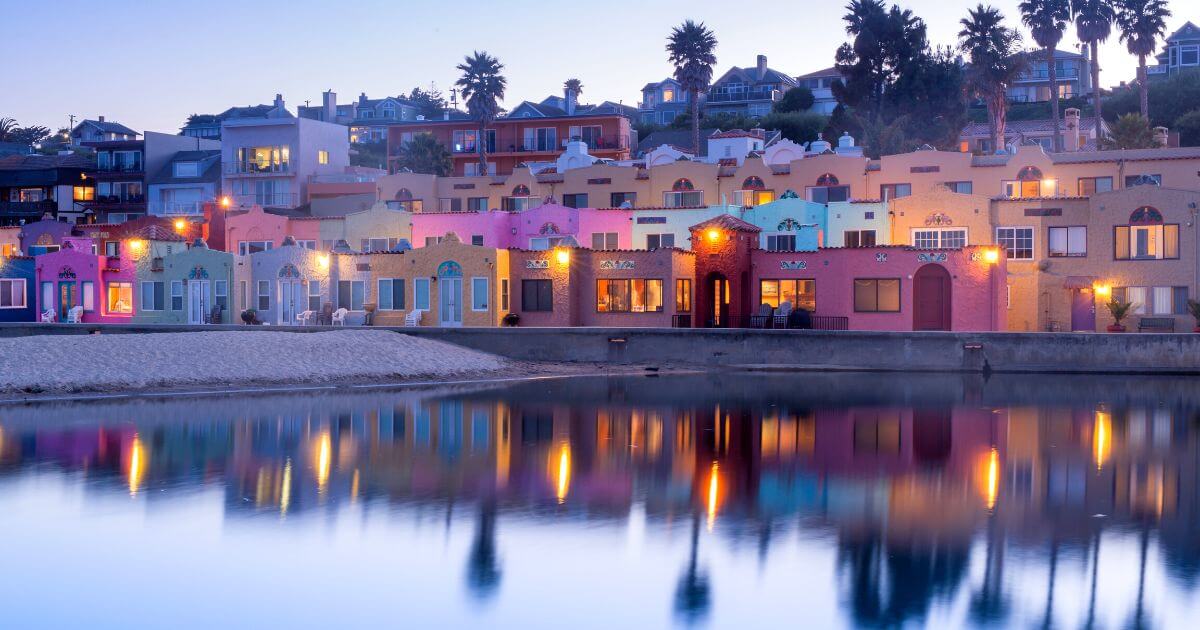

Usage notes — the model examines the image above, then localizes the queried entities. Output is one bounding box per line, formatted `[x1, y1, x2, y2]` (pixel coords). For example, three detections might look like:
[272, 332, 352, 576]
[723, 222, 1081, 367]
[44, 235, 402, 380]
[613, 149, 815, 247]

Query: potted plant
[1108, 298, 1133, 332]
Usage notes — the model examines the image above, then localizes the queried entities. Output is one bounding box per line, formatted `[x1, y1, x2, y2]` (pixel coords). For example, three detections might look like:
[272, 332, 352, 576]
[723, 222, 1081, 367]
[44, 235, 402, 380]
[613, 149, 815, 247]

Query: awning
[1062, 276, 1096, 289]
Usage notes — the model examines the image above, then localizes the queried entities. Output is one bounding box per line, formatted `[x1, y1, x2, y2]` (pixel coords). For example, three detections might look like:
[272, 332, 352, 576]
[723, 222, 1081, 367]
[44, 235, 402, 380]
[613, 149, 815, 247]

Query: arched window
[1129, 205, 1163, 226]
[438, 260, 462, 278]
[742, 175, 767, 191]
[1016, 167, 1042, 181]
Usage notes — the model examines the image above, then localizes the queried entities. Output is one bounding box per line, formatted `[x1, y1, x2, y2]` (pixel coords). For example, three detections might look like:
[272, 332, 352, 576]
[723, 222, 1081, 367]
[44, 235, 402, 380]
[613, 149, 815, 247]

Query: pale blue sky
[0, 0, 1200, 132]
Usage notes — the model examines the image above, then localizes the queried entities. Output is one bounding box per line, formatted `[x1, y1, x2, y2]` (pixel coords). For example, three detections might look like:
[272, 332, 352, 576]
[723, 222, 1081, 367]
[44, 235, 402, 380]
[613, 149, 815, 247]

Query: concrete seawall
[0, 324, 1200, 374]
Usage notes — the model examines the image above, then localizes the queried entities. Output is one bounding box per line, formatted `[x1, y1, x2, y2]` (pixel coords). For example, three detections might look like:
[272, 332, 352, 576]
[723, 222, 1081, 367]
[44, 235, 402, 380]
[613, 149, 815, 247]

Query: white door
[438, 277, 462, 326]
[280, 280, 306, 325]
[187, 280, 210, 324]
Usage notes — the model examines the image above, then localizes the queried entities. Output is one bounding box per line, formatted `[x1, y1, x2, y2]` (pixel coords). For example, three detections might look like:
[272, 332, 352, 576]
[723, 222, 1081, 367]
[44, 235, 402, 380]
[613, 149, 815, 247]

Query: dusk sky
[0, 0, 1200, 132]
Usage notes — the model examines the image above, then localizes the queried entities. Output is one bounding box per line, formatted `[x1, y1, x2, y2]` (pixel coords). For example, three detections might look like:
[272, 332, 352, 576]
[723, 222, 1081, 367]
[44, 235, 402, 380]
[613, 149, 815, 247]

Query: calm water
[0, 374, 1200, 629]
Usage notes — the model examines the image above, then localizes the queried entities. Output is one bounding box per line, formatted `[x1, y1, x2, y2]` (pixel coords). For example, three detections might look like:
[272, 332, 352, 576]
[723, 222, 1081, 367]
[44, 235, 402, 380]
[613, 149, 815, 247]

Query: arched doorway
[704, 271, 730, 328]
[912, 264, 950, 330]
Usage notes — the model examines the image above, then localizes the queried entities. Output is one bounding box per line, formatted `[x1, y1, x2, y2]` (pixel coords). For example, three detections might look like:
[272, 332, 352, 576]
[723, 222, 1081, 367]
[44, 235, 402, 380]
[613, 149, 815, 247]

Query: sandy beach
[0, 330, 517, 394]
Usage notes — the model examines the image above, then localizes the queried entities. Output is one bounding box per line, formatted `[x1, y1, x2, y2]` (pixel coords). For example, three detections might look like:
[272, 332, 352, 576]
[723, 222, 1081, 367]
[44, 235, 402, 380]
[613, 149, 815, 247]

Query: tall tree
[667, 19, 716, 155]
[1019, 0, 1070, 151]
[1070, 0, 1116, 144]
[1114, 0, 1171, 120]
[396, 133, 454, 178]
[959, 5, 1025, 150]
[455, 50, 508, 173]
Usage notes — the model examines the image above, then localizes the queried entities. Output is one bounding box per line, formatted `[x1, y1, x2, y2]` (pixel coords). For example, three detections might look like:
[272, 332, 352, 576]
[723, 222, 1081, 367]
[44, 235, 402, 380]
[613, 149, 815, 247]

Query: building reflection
[0, 374, 1200, 625]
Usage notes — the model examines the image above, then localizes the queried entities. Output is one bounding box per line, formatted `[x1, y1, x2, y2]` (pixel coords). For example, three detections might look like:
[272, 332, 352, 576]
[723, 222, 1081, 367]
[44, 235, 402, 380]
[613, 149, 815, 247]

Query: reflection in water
[0, 373, 1200, 628]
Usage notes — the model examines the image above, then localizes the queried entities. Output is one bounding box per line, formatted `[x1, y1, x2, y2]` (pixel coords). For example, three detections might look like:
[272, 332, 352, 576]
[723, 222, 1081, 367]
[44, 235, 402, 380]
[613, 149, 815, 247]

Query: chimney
[320, 90, 337, 122]
[1154, 127, 1168, 146]
[1062, 107, 1079, 152]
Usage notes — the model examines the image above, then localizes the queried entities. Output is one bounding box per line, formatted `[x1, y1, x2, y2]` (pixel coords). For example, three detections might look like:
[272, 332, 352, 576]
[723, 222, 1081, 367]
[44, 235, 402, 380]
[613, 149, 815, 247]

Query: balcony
[224, 162, 292, 176]
[233, 192, 300, 208]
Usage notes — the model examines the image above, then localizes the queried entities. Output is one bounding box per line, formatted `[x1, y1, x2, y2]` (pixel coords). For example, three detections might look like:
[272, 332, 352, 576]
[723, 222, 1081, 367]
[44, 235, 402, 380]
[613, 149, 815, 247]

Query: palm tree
[667, 19, 716, 155]
[455, 50, 508, 173]
[1070, 0, 1115, 144]
[959, 5, 1025, 150]
[1114, 0, 1171, 120]
[1018, 0, 1070, 152]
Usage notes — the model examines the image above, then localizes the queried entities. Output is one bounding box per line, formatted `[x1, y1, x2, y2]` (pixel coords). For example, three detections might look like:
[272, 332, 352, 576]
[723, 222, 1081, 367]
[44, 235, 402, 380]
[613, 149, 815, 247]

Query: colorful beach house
[35, 240, 138, 324]
[239, 236, 330, 325]
[0, 256, 37, 322]
[370, 233, 511, 326]
[133, 239, 233, 324]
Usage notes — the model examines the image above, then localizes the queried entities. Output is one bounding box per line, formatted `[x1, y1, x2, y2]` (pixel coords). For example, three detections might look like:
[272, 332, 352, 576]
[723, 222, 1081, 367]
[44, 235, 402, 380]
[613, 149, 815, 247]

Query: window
[0, 278, 25, 308]
[841, 229, 875, 247]
[592, 232, 617, 251]
[212, 280, 229, 311]
[1048, 226, 1087, 258]
[413, 278, 430, 311]
[170, 280, 184, 311]
[377, 278, 404, 311]
[880, 184, 912, 202]
[107, 282, 134, 314]
[912, 228, 967, 250]
[521, 280, 554, 312]
[337, 280, 367, 311]
[1126, 175, 1163, 188]
[996, 228, 1033, 260]
[258, 280, 271, 311]
[238, 241, 275, 256]
[1112, 287, 1189, 316]
[944, 181, 974, 194]
[563, 192, 588, 208]
[646, 233, 674, 250]
[676, 278, 691, 313]
[608, 192, 637, 208]
[1079, 178, 1112, 197]
[767, 234, 796, 252]
[596, 278, 662, 313]
[758, 280, 817, 312]
[854, 278, 900, 313]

• [Written request] Output the material word for word, omitting its pictures.

• [Result of the exercise]
Usage notes — the model examines the image above, then localizes the queried entities. Output is one bounding box per line, formatted `[x1, y1, x2, y2]` (pixel coords). For example, three detections might look like:
[272, 332, 352, 576]
[723, 222, 1081, 367]
[44, 235, 402, 380]
[613, 149, 815, 247]

Query: potted plant
[1108, 298, 1133, 332]
Usage notes — the model examines the image above, then localizes the queried entities. Output is one bounding box per line, formatted `[x1, y1, x2, y2]` (pixel coords). For example, three detections might look like:
[272, 332, 352, 576]
[723, 222, 1081, 367]
[44, 235, 402, 380]
[613, 149, 815, 247]

Query: awning
[1062, 276, 1096, 289]
Usage notes — the model examines the image above, then localizes the queried entities. Output is one bounding box per line, formatted `[x1, y1, x2, y2]` (pixel coords). For example, three detections might look like:
[272, 332, 352, 576]
[723, 222, 1081, 367]
[44, 235, 402, 380]
[613, 149, 815, 247]

Query: arched window
[1129, 205, 1163, 226]
[438, 260, 462, 278]
[742, 175, 767, 191]
[1016, 167, 1042, 181]
Usage notes — the model examines the image above, then localizes the queried entities. Output is one bounding box per line, formatted `[x1, y1, x2, y2]` (pixel coords). For example, three detections might look like:
[272, 332, 352, 576]
[723, 222, 1081, 367]
[44, 235, 402, 380]
[613, 149, 815, 247]

Query: pale blue sky
[0, 0, 1200, 132]
Usage notes — the model examines the image above, then localizes the queried entities. Output is one bounding box per line, formatted `[x1, y1, x2, y2]` (pixel coords). For example, three detections might look like:
[272, 332, 352, 576]
[723, 222, 1081, 367]
[44, 235, 402, 380]
[613, 149, 815, 247]

Query: concrete seawall
[0, 324, 1200, 374]
Usage notes — the model examines the image above, then localizes the queried entities. Output is one bounding box per line, formatted `[x1, y1, x2, y2]` (pixel coords). For example, three detections might look like:
[272, 332, 352, 576]
[723, 222, 1081, 367]
[44, 235, 402, 380]
[613, 149, 815, 247]

Query: white door
[438, 277, 462, 326]
[280, 280, 306, 325]
[187, 280, 210, 324]
Usage notes — the model examines the image above, then localizes the queried entities. Output is one bounding box per line, formatted `[x1, y1, x2, y2]` (pixel coords). For example, three detections might look like:
[272, 332, 352, 576]
[723, 222, 1081, 367]
[44, 235, 402, 380]
[613, 149, 815, 247]

Query: dusk sky
[0, 0, 1200, 132]
Usage notes — the model examines the image above, then localizes the queried entities. Output is one bounding box per line, formatted `[x1, y1, x2, y2]` (pixel coords). For example, three detections might look like:
[272, 332, 352, 576]
[723, 222, 1081, 367]
[44, 235, 402, 380]
[613, 149, 815, 247]

Query: calm water
[0, 374, 1200, 629]
Usage notes — the model examines the image above, then localizes the queried entities. Output is one bounding box per line, formatted `[x1, y1, x2, y2]` (pixel coords). For example, three detections might look like:
[272, 332, 352, 576]
[723, 222, 1081, 367]
[44, 235, 402, 380]
[613, 149, 815, 247]

Query: arched doorway
[704, 271, 730, 328]
[912, 264, 950, 330]
Usage notes — the model examines the image above, then localizes the queried entities. Output is one bounding box per line, formatted `[x1, y1, x2, y2]` (pixel coords). For example, three detections might look like:
[272, 332, 352, 576]
[723, 222, 1081, 367]
[44, 235, 402, 380]
[613, 149, 815, 247]

Query: sandy beach
[0, 330, 517, 394]
Usage notes — the model examines the image above, then localizes the queried entities. Output is one bounding box per line, formatted `[x1, y1, x2, y2]` (pixel coords). For example, three detections might look like:
[272, 332, 352, 576]
[723, 222, 1081, 367]
[44, 235, 402, 380]
[613, 149, 815, 247]

Query: tall tree
[667, 19, 716, 155]
[1019, 0, 1070, 151]
[1070, 0, 1116, 144]
[1114, 0, 1171, 120]
[396, 133, 454, 178]
[959, 5, 1025, 150]
[455, 50, 508, 173]
Usage notes — the model examines the image above, then localizes the queried entities. Output is one bounding box per line, formatted `[x1, y1, x2, y2]` (pixel coords). For example, three detections might look like:
[272, 332, 352, 576]
[723, 222, 1081, 367]
[44, 235, 402, 380]
[613, 149, 815, 247]

Query: building reflection
[0, 374, 1200, 625]
Usage notes — the model examines the image above, then localizes the queried entities. Output is one bounding box per line, formatted `[x1, y1, x2, y2]` (pixel coords). For example, three detections might look like:
[272, 332, 352, 576]
[723, 222, 1081, 367]
[44, 235, 402, 380]
[613, 149, 815, 247]

Query: reflection in water
[0, 373, 1200, 628]
Usage notes — the model examines the image above, then localizes the queried entities. Output is one bounding box per line, formatted `[x1, y1, x2, y2]` (pixel coords). For example, three detections might look like:
[272, 332, 352, 576]
[723, 222, 1081, 367]
[44, 235, 402, 380]
[613, 149, 815, 247]

Query: chimney
[320, 90, 337, 122]
[1154, 127, 1168, 146]
[1062, 107, 1079, 152]
Usage notes — the model examines the image above, then localizes the queried entities. Output is one bounding box per line, formatted `[x1, y1, x2, y2]` (pixel coords). For example, three detections might look like:
[272, 332, 352, 576]
[723, 222, 1081, 367]
[44, 235, 402, 380]
[613, 149, 815, 247]

Query: balcony
[224, 162, 292, 176]
[233, 192, 300, 208]
Usage notes — the model examines the image above, then localizes the queried entities. Output is one bounding box per line, formatted `[x1, y1, x2, y2]` (pixel coords). For example, three detections might look like:
[272, 332, 352, 576]
[723, 222, 1081, 367]
[44, 235, 402, 380]
[613, 149, 815, 247]

Query: palm tree
[667, 19, 716, 155]
[455, 50, 508, 173]
[1070, 0, 1115, 144]
[959, 5, 1025, 150]
[1114, 0, 1171, 120]
[1018, 0, 1070, 152]
Usage notes — the model examines the image above, then localizes the queried entities. Output is one bounding box per line, formatted `[x1, y1, x2, y2]` (pixel coords). For example, three detections might look like:
[272, 332, 352, 576]
[723, 222, 1081, 367]
[44, 235, 402, 380]
[613, 149, 815, 247]

Query: colorful beach house
[35, 240, 138, 324]
[239, 236, 330, 325]
[0, 256, 37, 322]
[370, 233, 511, 326]
[133, 239, 233, 324]
Usage notes — the model examines the image above, then localizes the queried entities. Output is one bounding box per line, formatted `[x1, y1, x2, y2]` (pixel coords). For example, three detections might look like:
[272, 332, 352, 576]
[723, 222, 1081, 367]
[44, 235, 402, 380]
[613, 149, 815, 247]

Query: window
[0, 278, 25, 308]
[841, 229, 875, 247]
[592, 232, 617, 251]
[212, 280, 229, 311]
[1048, 226, 1087, 258]
[413, 278, 430, 311]
[170, 280, 184, 311]
[377, 278, 404, 311]
[880, 184, 912, 202]
[107, 282, 134, 314]
[912, 228, 967, 250]
[521, 280, 554, 312]
[337, 280, 367, 311]
[1126, 175, 1163, 188]
[996, 228, 1033, 260]
[258, 280, 271, 311]
[238, 241, 275, 256]
[1112, 287, 1189, 316]
[944, 181, 974, 194]
[563, 192, 588, 208]
[646, 233, 674, 250]
[676, 278, 691, 313]
[608, 192, 637, 208]
[1079, 178, 1112, 197]
[767, 234, 796, 252]
[596, 278, 662, 313]
[758, 280, 817, 312]
[854, 278, 900, 313]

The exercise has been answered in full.